Prompt:
The entries below must be repeated exactly. None may be skipped.

(Dataset entries)
BEGIN

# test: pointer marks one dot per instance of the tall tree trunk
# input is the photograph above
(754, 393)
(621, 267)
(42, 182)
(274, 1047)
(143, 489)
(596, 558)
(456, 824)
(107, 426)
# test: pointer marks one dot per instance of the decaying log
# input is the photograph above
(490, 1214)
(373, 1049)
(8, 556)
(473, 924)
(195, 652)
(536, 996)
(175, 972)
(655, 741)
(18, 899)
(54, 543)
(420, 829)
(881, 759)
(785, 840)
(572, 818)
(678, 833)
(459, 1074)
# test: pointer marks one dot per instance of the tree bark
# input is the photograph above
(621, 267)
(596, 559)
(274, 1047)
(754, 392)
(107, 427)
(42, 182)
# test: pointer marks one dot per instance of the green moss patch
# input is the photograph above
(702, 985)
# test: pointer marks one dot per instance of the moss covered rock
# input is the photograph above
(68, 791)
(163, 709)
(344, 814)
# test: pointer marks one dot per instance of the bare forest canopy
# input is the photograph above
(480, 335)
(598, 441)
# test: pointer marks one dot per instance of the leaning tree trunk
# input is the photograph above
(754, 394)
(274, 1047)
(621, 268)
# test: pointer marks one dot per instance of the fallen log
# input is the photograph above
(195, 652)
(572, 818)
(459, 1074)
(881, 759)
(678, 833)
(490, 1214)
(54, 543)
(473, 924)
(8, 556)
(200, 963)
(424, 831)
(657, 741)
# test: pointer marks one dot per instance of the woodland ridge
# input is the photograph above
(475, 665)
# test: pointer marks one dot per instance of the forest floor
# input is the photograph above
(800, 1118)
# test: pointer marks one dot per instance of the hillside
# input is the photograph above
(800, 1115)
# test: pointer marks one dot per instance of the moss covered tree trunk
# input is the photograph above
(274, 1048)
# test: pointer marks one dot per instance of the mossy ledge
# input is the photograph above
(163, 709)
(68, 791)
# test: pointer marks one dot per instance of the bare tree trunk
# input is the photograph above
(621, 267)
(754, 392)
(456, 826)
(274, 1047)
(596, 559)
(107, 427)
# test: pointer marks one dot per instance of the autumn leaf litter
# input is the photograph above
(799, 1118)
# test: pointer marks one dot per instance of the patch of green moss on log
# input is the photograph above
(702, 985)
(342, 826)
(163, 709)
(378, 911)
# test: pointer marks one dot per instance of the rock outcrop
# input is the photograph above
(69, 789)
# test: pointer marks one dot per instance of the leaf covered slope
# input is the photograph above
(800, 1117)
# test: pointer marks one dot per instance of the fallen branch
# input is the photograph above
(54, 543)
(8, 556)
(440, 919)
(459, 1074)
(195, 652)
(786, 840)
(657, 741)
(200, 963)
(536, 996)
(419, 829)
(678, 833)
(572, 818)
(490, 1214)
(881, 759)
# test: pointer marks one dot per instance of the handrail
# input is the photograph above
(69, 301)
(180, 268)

END

Exercise solution:
# test: pointer marks one dot per instance of the tall tree trunk
# input is the photograph above
(754, 393)
(621, 267)
(42, 182)
(274, 1047)
(143, 489)
(596, 558)
(456, 824)
(107, 426)
# test: pointer marks one dot per instance of the decaying log
# input is the photograph above
(490, 1214)
(373, 1049)
(8, 556)
(473, 924)
(195, 652)
(536, 996)
(175, 972)
(655, 741)
(18, 899)
(54, 543)
(420, 829)
(881, 759)
(785, 840)
(572, 818)
(678, 833)
(459, 1074)
# test: pointer marks one dot per instance of the tree bark
# input is the photograph above
(621, 267)
(596, 559)
(274, 1047)
(754, 392)
(107, 427)
(42, 182)
# test: pointer marks one dot per instance of the green moss patch
# input is the photograph above
(702, 985)
# test: pointer marks one dot per instance of the moss covered rock
# input is the photograph above
(68, 791)
(163, 709)
(344, 814)
# test: pointer marks one dot per instance of the bare forest canopy
# input is the photograph above
(480, 335)
(598, 441)
# test: pointer marks one dot per instance of the leaning tree trunk
# input is the photograph above
(754, 394)
(274, 1047)
(621, 268)
# test: pointer marks one dot per instance of the fallen log
# input is the photograph above
(195, 652)
(572, 818)
(459, 1074)
(881, 759)
(678, 833)
(490, 1214)
(54, 543)
(473, 924)
(8, 556)
(200, 963)
(424, 831)
(657, 741)
# test: pointer marks one dot per instance of the woodland ridge
# input is the photograph above
(475, 665)
# test: pointer marks one dot per instance of the forest floor
# input is the photograph above
(800, 1118)
# test: pointer marks one dot per instance of the hillside
# input is the photograph above
(800, 1115)
# test: pointer marks one dot per instance of the moss covered tree trunk
# input is the photograph above
(274, 1048)
# test: pointer marks one dot per instance of the mossy ledge
# input is the photograph above
(163, 709)
(68, 791)
# test: pointer marks one dot per instance of the bare tree trunk
# input is the photograph above
(621, 267)
(754, 392)
(456, 826)
(274, 1047)
(596, 559)
(107, 427)
# test: pointer marks one dot per instance of the autumn leaf litter
# input is the photograph above
(799, 1118)
# test: pointer marks one dot per instance of the patch of green moss on log
# input is the photograph above
(702, 985)
(342, 826)
(163, 709)
(378, 911)
# test: pointer marks one dot per instance of the rock outcrop
# input is the photograph above
(69, 789)
# test: pointer marks one dot per instance of the leaf covered slope
# input is the photograph above
(800, 1117)
# test: pointer marks one dot per instance of the fallen branch
# input is the photograph above
(54, 543)
(8, 556)
(440, 919)
(459, 1074)
(195, 652)
(786, 840)
(657, 741)
(200, 963)
(536, 996)
(419, 829)
(678, 833)
(572, 818)
(490, 1214)
(881, 759)
# test: pointer marks one dot per instance of the handrail
# input is the photograph above
(69, 301)
(180, 268)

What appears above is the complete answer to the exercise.